**What is expected**
Go line by line through the data and copy those with the word "board".
::: Exercise inputs
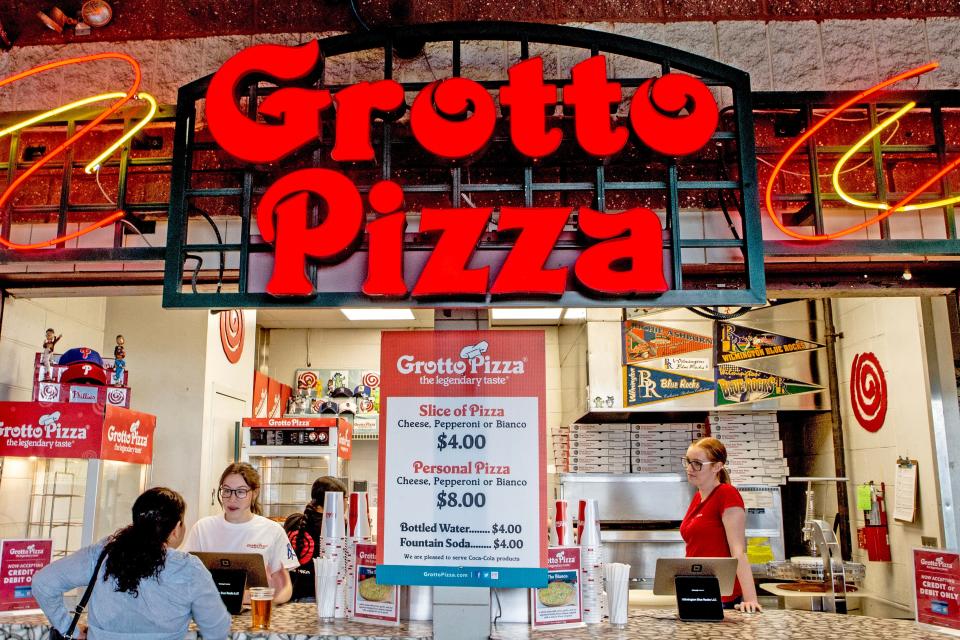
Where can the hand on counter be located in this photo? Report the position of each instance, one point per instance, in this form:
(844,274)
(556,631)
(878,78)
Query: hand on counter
(749,607)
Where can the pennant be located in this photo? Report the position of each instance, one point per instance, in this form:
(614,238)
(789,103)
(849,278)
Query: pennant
(736,343)
(645,341)
(736,385)
(642,385)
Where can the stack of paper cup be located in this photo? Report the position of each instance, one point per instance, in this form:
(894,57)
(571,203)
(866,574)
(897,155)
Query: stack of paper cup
(617,578)
(563,524)
(591,562)
(333,545)
(325,583)
(358,532)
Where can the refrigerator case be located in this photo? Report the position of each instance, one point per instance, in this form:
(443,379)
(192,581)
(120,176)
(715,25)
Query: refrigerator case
(289,454)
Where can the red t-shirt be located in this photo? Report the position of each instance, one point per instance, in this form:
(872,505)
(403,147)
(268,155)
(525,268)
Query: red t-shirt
(702,527)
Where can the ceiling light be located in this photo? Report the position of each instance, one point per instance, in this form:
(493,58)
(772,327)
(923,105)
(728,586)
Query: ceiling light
(551,313)
(377,314)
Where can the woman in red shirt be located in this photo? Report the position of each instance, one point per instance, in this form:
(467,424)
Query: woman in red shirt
(715,524)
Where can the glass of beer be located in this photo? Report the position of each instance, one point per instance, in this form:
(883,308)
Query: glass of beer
(261,603)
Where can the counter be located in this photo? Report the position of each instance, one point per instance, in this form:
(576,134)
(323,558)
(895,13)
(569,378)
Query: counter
(299,622)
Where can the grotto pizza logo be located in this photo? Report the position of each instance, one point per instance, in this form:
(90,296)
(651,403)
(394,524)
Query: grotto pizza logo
(453,119)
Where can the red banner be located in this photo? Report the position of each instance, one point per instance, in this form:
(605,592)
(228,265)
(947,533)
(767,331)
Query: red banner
(50,430)
(128,436)
(937,575)
(19,560)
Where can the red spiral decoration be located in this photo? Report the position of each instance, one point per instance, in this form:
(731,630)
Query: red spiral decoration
(231,334)
(868,391)
(656,118)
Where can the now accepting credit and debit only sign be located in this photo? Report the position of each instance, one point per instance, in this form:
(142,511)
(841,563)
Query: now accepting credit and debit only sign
(463,474)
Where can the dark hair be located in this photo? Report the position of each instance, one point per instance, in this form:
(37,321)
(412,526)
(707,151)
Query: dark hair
(320,487)
(717,452)
(139,550)
(250,475)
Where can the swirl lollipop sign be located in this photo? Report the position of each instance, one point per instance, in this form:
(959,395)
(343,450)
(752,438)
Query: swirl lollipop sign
(868,391)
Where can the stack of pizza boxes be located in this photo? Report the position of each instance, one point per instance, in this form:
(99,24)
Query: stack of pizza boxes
(659,447)
(560,439)
(754,449)
(599,448)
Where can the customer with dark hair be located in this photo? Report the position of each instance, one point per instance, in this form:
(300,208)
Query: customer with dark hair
(715,523)
(241,528)
(145,587)
(303,530)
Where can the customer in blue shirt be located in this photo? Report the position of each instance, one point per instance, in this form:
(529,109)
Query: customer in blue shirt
(147,589)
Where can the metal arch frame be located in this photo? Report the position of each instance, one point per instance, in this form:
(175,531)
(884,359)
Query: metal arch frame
(715,73)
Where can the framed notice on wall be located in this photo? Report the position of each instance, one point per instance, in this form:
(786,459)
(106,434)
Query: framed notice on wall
(463,468)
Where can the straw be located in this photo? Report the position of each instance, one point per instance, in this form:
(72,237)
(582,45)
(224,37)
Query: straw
(617,577)
(325,572)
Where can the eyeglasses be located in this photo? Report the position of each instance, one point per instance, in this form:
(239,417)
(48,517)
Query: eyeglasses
(696,464)
(226,492)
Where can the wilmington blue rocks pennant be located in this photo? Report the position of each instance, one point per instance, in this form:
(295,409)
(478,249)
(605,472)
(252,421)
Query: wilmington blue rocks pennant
(642,385)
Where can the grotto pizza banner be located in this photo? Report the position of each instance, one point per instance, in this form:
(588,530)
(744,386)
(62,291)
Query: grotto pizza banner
(349,250)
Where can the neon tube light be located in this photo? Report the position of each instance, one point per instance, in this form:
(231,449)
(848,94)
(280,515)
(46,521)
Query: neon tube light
(768,195)
(856,147)
(87,128)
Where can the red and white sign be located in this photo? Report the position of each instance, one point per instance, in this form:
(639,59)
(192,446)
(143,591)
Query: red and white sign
(455,118)
(372,602)
(462,484)
(19,560)
(128,436)
(72,430)
(937,587)
(560,603)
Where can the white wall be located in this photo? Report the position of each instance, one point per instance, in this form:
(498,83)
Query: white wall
(891,328)
(80,320)
(175,363)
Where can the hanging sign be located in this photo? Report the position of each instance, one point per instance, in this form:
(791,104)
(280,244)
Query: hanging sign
(642,385)
(560,604)
(736,343)
(937,587)
(19,560)
(645,341)
(736,385)
(462,484)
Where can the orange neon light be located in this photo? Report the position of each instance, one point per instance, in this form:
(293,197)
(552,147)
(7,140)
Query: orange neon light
(768,196)
(129,95)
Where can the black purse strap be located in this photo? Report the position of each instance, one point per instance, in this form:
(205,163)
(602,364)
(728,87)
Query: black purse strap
(86,596)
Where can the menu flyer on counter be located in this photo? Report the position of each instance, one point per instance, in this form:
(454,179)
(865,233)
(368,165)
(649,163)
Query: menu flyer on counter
(19,560)
(560,603)
(372,601)
(937,587)
(462,488)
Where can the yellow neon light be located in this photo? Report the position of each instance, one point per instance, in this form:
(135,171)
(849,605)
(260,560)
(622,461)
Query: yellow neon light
(881,206)
(94,164)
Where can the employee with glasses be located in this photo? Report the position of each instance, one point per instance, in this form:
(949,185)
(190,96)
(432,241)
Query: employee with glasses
(715,524)
(241,528)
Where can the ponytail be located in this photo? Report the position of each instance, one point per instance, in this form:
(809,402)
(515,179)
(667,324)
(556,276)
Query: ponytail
(139,551)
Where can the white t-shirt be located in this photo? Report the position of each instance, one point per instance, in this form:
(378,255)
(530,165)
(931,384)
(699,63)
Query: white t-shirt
(258,535)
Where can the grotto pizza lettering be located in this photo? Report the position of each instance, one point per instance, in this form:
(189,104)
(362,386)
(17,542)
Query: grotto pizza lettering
(452,119)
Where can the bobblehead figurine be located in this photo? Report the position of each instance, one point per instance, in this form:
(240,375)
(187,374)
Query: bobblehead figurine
(119,362)
(49,344)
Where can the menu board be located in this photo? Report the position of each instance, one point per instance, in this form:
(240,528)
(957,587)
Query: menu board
::::::
**Response to the task**
Where can the menu board be located in this photo? Report the position of each instance, one point per instance, in this form:
Query: menu board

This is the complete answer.